*Page excerpt*
● ● ● ● ●

The journal for a recall: Debit Inventory Loss (or Recall Receivable if claimable from manufacturer), Credit Batch B inventory at its WAC. Every line is documented per batch. This is the difference between a regulatory inspection that takes one hour and one that takes one week. The FDA, MHRA, and Health Canada all increasingly expect batch-level recall capability as a baseline.

Fefo across multiple branches.

A multi-branch pharmacy chain has the additional problem of stock in 8 places. One branch has 30 units of a SKU expiring next month; another has 200 units of the same SKU expiring in 9 months. Without cross-branch FEFO, the first branch will expire 30 units while the second over-stocks the longer-dated batch.

The fix is a near-expiry alert that triggers a transfer recommendation. Nonari flags any batch with under 60 days of shelf life, suggests transfer to a branch with high turnover or low stock, and pre-fills the transfer document. The branch manager approves and the goods move under the standard transfer-with-in-transit-account workflow. Most chains recover 4-6% of pharma write-off this way.

Pricing markdowns near expiry.

● ● ● ● ●

*Records supplied*
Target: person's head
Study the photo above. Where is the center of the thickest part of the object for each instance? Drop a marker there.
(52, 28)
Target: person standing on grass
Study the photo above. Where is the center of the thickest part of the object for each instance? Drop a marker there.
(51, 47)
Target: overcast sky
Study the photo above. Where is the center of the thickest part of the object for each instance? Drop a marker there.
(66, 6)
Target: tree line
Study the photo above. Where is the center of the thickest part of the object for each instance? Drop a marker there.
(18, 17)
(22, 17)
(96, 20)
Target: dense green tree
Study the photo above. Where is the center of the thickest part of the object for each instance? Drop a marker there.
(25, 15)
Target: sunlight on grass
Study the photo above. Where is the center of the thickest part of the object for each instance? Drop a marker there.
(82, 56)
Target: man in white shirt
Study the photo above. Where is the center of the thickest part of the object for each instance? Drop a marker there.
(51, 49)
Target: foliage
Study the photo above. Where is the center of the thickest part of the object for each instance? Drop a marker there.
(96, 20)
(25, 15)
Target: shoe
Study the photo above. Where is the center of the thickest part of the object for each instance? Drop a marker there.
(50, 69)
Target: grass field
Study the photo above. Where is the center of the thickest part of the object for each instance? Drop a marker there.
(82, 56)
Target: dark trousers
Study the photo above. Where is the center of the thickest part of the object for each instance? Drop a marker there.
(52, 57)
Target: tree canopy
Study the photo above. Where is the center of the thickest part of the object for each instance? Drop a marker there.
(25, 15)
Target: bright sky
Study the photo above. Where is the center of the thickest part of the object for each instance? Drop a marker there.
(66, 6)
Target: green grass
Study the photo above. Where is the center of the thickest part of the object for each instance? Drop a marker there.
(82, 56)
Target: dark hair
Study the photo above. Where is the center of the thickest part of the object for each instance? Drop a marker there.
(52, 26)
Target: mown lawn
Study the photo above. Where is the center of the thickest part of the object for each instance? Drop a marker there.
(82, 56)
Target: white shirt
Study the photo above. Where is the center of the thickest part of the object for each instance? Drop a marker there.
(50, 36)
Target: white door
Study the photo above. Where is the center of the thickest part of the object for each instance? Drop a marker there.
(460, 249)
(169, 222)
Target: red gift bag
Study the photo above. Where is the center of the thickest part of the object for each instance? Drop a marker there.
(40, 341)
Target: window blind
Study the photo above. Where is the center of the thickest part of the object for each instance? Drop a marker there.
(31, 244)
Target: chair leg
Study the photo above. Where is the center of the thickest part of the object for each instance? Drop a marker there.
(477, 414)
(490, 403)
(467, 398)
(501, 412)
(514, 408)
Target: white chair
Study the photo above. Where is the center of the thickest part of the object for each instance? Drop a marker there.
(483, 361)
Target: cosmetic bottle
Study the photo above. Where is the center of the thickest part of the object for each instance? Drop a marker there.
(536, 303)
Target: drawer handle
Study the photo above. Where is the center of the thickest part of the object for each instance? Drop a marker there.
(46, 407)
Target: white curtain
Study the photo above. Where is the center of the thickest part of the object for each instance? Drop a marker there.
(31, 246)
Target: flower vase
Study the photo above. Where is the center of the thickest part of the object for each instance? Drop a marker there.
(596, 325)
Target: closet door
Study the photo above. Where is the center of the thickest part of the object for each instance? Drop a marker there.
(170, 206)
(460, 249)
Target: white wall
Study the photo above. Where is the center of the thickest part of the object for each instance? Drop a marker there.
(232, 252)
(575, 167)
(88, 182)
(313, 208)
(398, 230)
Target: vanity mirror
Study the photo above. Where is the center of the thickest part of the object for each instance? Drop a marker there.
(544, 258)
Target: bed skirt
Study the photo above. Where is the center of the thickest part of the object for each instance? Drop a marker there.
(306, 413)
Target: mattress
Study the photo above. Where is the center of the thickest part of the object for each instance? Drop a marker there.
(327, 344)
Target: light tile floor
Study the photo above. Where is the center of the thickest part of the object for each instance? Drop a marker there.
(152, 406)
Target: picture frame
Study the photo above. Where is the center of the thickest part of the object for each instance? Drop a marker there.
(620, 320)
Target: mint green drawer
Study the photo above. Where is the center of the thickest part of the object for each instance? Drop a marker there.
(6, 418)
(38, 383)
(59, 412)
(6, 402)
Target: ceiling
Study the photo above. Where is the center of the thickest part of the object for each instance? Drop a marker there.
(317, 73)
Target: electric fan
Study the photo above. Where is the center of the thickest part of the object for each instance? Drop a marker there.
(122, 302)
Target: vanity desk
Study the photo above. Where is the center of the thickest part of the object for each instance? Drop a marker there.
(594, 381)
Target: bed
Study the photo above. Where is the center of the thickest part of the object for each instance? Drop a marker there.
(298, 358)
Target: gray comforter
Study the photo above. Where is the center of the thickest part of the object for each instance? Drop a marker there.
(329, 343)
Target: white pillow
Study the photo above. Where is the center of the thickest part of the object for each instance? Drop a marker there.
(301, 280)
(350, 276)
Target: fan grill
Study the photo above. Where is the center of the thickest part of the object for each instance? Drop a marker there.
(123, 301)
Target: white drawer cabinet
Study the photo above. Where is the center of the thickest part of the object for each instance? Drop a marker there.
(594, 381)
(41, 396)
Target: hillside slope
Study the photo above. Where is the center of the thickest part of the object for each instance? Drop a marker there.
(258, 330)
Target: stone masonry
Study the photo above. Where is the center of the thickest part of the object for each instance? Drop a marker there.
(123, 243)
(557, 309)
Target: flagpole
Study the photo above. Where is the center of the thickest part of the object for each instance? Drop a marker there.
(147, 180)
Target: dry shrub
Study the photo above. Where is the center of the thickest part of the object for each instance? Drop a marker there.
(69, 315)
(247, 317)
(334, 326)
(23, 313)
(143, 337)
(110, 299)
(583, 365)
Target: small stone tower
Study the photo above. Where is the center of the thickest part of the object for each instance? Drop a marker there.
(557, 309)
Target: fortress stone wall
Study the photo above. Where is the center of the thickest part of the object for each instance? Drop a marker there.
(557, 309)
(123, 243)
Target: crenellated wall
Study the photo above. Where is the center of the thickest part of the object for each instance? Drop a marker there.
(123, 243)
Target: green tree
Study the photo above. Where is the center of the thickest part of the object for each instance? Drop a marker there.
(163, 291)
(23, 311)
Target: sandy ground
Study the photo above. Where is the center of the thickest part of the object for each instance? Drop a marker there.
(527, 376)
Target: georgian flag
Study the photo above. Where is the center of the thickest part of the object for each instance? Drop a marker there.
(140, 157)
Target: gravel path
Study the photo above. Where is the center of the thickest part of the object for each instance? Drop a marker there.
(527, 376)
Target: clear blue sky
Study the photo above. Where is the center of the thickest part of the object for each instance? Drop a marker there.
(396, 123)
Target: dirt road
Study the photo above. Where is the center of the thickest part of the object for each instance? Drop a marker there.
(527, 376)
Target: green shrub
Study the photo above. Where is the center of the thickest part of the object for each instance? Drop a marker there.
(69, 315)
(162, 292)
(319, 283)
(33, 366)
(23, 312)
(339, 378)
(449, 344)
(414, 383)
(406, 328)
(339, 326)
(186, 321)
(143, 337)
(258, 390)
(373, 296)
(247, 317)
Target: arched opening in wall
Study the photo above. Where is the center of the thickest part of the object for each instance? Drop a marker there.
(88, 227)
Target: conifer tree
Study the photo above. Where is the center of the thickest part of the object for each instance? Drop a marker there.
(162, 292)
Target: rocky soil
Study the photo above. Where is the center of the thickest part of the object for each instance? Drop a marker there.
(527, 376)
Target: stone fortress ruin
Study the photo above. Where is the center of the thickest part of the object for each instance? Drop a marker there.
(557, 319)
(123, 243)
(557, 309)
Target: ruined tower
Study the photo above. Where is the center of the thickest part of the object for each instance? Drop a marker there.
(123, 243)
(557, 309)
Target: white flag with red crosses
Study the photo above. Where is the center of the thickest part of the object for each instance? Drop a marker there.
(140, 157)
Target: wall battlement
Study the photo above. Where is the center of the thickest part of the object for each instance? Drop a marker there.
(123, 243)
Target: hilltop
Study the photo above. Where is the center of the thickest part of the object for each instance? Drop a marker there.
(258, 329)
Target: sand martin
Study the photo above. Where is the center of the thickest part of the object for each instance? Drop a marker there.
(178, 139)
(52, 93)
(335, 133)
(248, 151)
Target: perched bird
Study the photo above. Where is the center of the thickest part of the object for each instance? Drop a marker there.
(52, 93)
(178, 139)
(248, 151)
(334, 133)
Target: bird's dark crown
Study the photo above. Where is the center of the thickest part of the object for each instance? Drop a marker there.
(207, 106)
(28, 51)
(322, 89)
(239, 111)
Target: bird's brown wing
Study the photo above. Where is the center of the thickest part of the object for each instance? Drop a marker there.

● ● ● ● ●

*Problems to solve*
A – In the excerpt on pharmacy batch stock, how much shelf life must a batch have left before Nonari flags it?
B – Return, word for word, the part of the excerpt on pharmacy batch stock that opens with the words containing "The journal for" and closes with "across multiple branches.".
Use only the excerpt on pharmacy batch stock to respond.

*Outputs in order*
A – Under 60 days of shelf life.

B –
The journal for a recall: Debit Inventory Loss (or Recall Receivable if claimable from manufacturer), Credit Batch B inventory at its WAC. Every line is documented per batch. This is the difference between a regulatory inspection that takes one hour and one that takes one week. The FDA, MHRA, and Health Canada all increasingly expect batch-level recall capability as a baseline.

Fefo across multiple branches.